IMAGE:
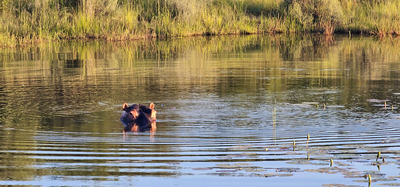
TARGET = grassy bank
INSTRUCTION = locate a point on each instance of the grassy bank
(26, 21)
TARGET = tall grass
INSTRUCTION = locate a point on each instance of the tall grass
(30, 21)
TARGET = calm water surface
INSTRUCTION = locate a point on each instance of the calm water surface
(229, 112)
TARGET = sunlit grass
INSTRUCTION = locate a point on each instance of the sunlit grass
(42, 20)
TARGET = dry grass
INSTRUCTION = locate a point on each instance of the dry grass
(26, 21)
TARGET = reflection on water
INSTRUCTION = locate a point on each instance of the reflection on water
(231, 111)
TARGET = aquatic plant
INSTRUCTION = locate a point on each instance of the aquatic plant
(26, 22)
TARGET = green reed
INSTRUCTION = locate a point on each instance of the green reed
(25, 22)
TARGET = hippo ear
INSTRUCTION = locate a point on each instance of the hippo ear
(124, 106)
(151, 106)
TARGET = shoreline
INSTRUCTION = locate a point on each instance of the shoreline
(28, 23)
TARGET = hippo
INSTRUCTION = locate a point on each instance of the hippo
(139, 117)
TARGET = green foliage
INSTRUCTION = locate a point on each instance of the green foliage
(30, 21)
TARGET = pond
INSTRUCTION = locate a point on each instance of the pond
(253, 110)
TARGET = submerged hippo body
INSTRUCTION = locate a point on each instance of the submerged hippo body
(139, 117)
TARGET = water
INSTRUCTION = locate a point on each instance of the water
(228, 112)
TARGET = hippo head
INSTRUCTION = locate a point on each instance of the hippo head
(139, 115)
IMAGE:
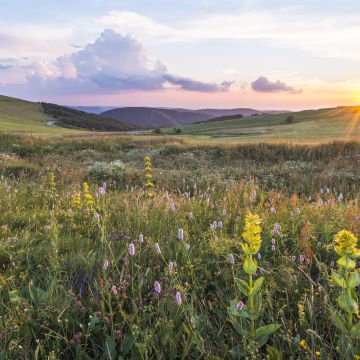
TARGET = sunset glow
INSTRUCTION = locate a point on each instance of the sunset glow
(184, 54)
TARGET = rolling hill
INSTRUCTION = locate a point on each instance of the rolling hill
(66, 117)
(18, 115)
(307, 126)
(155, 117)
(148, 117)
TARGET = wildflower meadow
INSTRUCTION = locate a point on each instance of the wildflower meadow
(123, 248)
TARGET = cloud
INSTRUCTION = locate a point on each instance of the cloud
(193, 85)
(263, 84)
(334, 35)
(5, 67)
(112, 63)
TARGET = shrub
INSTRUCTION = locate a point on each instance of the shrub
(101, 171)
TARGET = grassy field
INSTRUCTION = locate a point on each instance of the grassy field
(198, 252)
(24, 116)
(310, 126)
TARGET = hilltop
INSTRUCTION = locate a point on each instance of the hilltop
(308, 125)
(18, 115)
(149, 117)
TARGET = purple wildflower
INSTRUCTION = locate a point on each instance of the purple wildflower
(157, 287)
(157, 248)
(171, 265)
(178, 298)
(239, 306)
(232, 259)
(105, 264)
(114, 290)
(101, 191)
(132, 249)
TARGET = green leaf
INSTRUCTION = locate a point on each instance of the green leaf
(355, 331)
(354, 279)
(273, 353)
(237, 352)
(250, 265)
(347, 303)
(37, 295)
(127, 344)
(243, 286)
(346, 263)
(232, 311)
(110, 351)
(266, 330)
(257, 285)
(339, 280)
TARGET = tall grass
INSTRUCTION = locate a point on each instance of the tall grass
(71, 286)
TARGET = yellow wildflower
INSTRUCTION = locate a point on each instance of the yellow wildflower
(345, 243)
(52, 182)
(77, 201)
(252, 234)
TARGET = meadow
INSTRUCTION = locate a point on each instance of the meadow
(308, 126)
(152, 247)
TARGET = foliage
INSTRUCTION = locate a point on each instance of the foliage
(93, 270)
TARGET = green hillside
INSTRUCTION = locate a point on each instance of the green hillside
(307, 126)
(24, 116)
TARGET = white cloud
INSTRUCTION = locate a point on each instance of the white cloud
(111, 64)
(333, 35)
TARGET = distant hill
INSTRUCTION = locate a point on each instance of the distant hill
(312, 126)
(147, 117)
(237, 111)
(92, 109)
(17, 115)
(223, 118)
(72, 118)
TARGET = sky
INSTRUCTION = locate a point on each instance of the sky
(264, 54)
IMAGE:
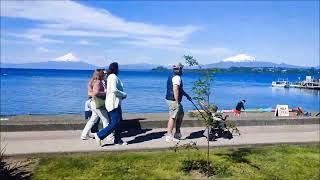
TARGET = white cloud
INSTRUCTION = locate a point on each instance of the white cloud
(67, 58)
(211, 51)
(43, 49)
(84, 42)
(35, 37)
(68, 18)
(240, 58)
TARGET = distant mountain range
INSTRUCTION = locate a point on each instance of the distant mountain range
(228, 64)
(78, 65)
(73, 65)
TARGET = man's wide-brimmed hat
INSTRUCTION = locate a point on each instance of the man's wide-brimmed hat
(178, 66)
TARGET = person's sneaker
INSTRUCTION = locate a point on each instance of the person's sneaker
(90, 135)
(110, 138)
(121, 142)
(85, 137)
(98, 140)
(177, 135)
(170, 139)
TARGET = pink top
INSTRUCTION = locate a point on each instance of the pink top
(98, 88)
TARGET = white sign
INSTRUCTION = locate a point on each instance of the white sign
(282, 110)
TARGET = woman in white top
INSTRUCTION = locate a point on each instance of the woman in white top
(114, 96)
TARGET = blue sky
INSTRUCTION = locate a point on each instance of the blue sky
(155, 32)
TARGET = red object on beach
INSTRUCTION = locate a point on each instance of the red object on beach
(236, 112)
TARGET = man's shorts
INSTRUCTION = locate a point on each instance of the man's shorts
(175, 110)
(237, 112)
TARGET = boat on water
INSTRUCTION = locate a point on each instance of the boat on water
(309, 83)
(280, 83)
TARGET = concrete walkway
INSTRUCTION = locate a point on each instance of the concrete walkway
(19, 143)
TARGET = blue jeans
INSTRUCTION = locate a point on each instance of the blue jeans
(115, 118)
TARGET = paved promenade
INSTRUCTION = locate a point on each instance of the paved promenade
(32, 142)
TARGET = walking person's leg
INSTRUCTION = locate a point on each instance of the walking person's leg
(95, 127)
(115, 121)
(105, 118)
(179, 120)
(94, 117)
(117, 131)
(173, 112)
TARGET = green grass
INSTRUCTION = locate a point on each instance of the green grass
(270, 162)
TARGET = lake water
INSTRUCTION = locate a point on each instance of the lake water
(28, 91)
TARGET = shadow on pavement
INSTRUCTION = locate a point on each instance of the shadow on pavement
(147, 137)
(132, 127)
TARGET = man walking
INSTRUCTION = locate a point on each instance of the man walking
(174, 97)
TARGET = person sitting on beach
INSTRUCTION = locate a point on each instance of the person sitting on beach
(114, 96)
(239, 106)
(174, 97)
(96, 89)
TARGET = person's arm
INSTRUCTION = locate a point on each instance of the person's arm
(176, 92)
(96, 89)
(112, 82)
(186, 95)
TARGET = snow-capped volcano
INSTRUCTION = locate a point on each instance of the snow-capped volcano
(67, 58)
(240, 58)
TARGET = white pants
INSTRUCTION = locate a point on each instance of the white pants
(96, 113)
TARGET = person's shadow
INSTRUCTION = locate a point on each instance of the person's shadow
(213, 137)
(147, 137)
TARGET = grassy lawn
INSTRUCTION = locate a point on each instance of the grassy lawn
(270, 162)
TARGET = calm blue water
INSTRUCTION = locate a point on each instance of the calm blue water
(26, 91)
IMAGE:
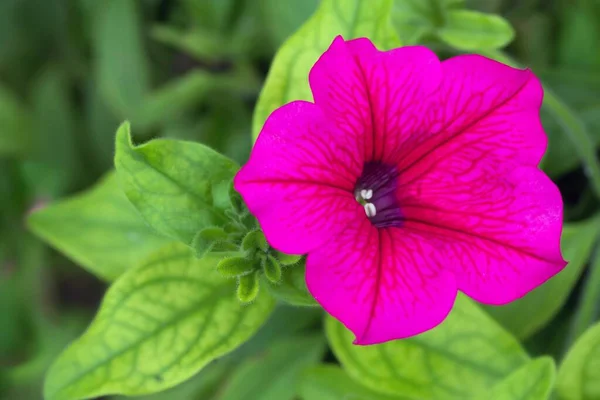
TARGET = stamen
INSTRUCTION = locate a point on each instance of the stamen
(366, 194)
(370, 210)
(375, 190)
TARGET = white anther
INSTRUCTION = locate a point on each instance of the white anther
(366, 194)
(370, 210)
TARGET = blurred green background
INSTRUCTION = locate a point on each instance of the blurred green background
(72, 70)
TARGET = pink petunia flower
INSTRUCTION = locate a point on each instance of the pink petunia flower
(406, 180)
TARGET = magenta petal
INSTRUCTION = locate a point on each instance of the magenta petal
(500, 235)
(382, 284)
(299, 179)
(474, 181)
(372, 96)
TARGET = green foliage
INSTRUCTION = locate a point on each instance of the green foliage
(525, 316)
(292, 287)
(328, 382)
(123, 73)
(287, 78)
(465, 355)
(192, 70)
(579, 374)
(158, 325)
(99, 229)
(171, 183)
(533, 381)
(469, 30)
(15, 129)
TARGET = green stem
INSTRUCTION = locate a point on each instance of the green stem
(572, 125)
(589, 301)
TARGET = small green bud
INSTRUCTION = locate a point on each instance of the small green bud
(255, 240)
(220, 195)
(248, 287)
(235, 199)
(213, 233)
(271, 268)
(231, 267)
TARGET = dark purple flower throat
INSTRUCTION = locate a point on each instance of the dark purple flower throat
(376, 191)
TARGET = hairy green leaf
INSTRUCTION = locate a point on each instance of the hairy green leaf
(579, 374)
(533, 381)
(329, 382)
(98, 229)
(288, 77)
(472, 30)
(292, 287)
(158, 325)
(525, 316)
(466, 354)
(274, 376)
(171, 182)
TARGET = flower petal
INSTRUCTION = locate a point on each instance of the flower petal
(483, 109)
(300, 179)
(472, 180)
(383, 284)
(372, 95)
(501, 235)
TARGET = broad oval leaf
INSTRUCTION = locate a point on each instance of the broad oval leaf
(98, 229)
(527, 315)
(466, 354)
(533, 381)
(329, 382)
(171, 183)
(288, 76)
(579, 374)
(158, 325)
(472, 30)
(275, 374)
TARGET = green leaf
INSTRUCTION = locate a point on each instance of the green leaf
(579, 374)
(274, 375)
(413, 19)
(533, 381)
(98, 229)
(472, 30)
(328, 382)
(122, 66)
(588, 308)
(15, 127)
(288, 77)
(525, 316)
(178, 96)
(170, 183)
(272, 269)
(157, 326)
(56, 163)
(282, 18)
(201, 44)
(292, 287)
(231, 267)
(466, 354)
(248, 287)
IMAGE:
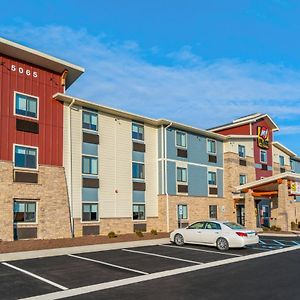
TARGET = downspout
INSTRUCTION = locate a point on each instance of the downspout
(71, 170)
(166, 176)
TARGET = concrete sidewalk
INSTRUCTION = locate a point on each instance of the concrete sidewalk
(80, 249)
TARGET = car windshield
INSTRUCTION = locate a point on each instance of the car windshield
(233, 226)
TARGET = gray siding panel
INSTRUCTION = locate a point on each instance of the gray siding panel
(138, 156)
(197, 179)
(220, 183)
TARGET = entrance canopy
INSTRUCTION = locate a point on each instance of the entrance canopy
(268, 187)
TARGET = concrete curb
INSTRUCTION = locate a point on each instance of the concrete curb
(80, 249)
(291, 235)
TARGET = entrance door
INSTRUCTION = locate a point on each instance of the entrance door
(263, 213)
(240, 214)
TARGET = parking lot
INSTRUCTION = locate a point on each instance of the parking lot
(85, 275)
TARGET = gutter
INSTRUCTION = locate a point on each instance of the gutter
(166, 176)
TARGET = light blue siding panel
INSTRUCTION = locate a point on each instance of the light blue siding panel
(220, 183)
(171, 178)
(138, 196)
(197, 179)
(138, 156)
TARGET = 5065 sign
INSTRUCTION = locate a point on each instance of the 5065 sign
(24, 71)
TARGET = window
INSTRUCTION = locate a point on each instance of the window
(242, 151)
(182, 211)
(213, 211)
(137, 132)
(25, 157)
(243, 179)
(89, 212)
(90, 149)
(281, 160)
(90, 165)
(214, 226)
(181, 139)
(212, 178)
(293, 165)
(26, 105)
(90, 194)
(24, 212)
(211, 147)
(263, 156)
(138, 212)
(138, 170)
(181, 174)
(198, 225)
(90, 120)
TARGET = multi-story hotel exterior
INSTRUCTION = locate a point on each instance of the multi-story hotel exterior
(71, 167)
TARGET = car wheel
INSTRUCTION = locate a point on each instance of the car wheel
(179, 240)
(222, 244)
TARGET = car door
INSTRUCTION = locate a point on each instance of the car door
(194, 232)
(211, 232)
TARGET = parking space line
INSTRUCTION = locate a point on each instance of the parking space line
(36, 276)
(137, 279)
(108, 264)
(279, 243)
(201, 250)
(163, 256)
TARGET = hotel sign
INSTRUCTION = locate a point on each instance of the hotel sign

Assignment: Begin at the first line of the entries and end at the line containing "TARGET = hippo ear": write out each line exactly, skipping pictures.

Expected output:
IMAGE:
TARGET = grassy bank
INSTRUCTION = locate a point on each instance of the grassy bank
(26, 21)
TARGET = tall grass
INSTRUCTION = locate a point on each instance of the tall grass
(30, 21)
TARGET = calm water surface
INSTRUCTION = locate a point on each instance of the calm water surface
(229, 112)
TARGET = sunlit grass
INSTRUCTION = locate a point on each instance of the sunlit grass
(42, 20)
TARGET = dry grass
INSTRUCTION = locate a point on each instance of the dry grass
(26, 21)
TARGET = reflection on water
INSTRUCTION = locate a point on each instance of the reflection on water
(231, 111)
TARGET = aquatic plant
INSTRUCTION = locate a point on each instance of the aquatic plant
(26, 22)
TARGET = green reed
INSTRUCTION = locate a point on each instance of the green reed
(25, 22)
TARGET = hippo ear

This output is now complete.